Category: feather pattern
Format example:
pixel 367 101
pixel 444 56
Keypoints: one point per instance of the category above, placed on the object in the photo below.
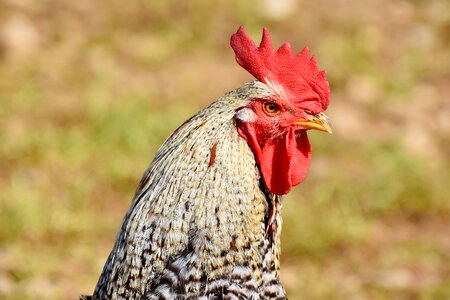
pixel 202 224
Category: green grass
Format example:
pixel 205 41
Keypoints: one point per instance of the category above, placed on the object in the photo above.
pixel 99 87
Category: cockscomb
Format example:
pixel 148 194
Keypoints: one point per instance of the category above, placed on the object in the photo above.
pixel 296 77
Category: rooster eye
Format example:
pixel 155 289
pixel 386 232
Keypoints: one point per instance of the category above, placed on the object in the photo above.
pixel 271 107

|---|

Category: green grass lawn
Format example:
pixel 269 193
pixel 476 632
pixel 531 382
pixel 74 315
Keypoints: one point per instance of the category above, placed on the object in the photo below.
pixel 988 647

|---|

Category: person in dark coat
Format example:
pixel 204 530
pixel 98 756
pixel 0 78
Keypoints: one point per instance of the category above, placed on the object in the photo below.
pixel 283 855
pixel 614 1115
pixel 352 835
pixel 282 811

|---|

### Exercise objective:
In the listing, find every line containing the word "green" and list it.

### Expected answer:
Category: green grass
Category: green grass lawn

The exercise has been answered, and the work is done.